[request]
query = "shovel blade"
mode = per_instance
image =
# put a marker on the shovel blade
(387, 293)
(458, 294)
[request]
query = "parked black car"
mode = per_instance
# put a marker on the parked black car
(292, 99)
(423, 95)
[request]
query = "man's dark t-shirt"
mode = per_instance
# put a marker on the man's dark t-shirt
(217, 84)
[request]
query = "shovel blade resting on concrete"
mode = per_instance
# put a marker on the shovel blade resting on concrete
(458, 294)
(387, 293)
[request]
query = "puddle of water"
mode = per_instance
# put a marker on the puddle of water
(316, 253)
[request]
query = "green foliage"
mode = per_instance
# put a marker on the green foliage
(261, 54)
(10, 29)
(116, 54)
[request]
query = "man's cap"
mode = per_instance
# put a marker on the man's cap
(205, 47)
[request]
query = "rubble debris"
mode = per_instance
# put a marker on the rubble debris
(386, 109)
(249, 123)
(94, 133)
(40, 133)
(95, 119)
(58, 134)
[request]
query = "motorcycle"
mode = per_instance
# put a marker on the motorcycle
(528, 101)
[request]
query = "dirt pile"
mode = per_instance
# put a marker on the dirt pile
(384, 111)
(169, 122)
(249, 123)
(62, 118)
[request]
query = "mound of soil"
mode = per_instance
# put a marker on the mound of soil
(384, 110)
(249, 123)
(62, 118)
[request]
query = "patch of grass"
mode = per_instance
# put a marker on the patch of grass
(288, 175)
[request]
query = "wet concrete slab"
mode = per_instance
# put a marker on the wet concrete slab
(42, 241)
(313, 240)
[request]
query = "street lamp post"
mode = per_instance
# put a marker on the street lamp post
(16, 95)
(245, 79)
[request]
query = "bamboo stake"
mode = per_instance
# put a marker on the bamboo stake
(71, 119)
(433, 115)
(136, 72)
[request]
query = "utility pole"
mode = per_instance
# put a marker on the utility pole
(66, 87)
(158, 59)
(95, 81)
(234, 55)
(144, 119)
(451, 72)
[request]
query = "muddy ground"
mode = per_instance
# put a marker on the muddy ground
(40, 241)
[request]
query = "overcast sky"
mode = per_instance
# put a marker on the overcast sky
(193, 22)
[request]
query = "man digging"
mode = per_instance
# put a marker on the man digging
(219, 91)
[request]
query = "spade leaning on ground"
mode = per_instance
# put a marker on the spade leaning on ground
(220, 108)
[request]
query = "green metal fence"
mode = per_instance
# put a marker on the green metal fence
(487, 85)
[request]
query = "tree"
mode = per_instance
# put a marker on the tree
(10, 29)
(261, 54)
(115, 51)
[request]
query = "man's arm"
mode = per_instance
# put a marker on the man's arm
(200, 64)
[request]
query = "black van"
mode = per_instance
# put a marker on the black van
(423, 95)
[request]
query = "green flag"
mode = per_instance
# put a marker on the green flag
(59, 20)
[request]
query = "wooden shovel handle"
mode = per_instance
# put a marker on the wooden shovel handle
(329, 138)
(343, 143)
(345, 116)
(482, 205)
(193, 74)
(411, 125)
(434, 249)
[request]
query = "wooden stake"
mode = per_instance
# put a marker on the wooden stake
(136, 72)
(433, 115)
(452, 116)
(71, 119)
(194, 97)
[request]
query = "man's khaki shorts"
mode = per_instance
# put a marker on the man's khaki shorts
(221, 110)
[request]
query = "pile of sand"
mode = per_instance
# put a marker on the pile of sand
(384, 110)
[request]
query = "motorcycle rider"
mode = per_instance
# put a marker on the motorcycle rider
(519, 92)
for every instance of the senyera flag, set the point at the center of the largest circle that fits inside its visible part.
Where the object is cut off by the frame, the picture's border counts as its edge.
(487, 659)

######

— Task directions —
The task calls for all the records above to be repeated exactly.

— Task solution —
[request]
query = "shovel blade"
mode = per_instance
image =
# put a marker on the shovel blade
(387, 293)
(458, 294)
[request]
query = "parked black car"
mode = per_instance
# put a marker on the parked black car
(292, 99)
(423, 95)
[request]
query = "man's dark t-shirt"
mode = per_instance
# put a marker on the man's dark t-shirt
(217, 84)
[request]
query = "shovel blade resting on concrete"
mode = per_instance
# put a marker on the shovel blade resting on concrete
(458, 294)
(387, 293)
[request]
query = "puddle of water"
mode = per_instance
# put a marker on the puddle of water
(316, 253)
[request]
query = "green foliage"
mode = per_instance
# put a marker on the green foliage
(261, 54)
(10, 29)
(116, 54)
[request]
query = "man's cap"
mode = per_instance
# put a marker on the man's cap
(205, 47)
[request]
query = "rubble debris"
mode = per_instance
# put a marker on the rubble debris
(386, 109)
(249, 123)
(94, 133)
(40, 133)
(95, 119)
(58, 134)
[request]
query = "motorcycle"
mode = per_instance
# put a marker on the motorcycle
(528, 101)
[request]
query = "dirt pile"
mode = per_instance
# put a marker on the dirt pile
(384, 111)
(169, 122)
(249, 123)
(62, 118)
[request]
query = "mound of soil"
mode = per_instance
# put a marker on the mound of soil
(384, 110)
(249, 123)
(62, 118)
[request]
query = "patch of grass"
mode = per_instance
# put a marker on the patch of grass
(288, 175)
[request]
query = "wet concrete slab"
mode = per_instance
# put a marker on the wet concrete slab
(42, 241)
(313, 240)
[request]
query = "street lamp post"
mode = per_instance
# put a marker on the street lamp post
(16, 95)
(245, 79)
[request]
query = "bamboo stake"
mode = per_instance
# put a marker on the bamboo stake
(71, 119)
(433, 115)
(136, 72)
[request]
query = "utility pole"
mode = per_instance
# put a marker on the utility pole
(66, 87)
(158, 59)
(95, 81)
(234, 55)
(144, 119)
(451, 72)
[request]
query = "muddy ground"
mode = per_instance
# put a marker on the muddy ground
(40, 241)
[request]
query = "overcast sky"
mode = per_instance
# put a marker on the overcast sky
(193, 22)
[request]
query = "man digging"
mode = per_instance
# put a marker on the man digging
(219, 91)
[request]
query = "spade leaning on ground"
mode = per_instance
# put a marker on the spade leaning on ground
(220, 108)
[request]
query = "green metal fence"
mode = per_instance
# put a marker on the green metal fence
(487, 85)
[request]
query = "tree"
mode = per_instance
# put a marker on the tree
(10, 29)
(261, 54)
(115, 51)
[request]
query = "man's arm"
mode = per_instance
# put a marker on the man's arm
(200, 64)
[request]
query = "black van"
mode = per_instance
# put a marker on the black van
(423, 95)
[request]
query = "green flag"
mode = per_instance
# put a marker on the green flag
(59, 20)
[request]
query = "wooden shovel handle"
mode = per_instance
# put a marker on the wooden shovel handle
(329, 138)
(343, 143)
(345, 116)
(482, 205)
(193, 74)
(411, 125)
(434, 249)
[request]
query = "wooden stake"
mode = per_instance
# put a marker on the wooden stake
(136, 72)
(433, 115)
(452, 116)
(71, 119)
(194, 97)
[request]
query = "man's khaki shorts"
mode = per_instance
# put a marker on the man's khaki shorts
(221, 110)
[request]
query = "pile of sand"
mode = per_instance
# put a marker on the pile of sand
(384, 110)
[request]
query = "motorcycle rider"
mode = per_instance
# put a marker on the motorcycle rider
(519, 92)
for every instance of the senyera flag, set the point at the center of the largest circle that fits inside its visible part.
Where the object is cut off by the frame, the picture's border counts as its edge.
(487, 659)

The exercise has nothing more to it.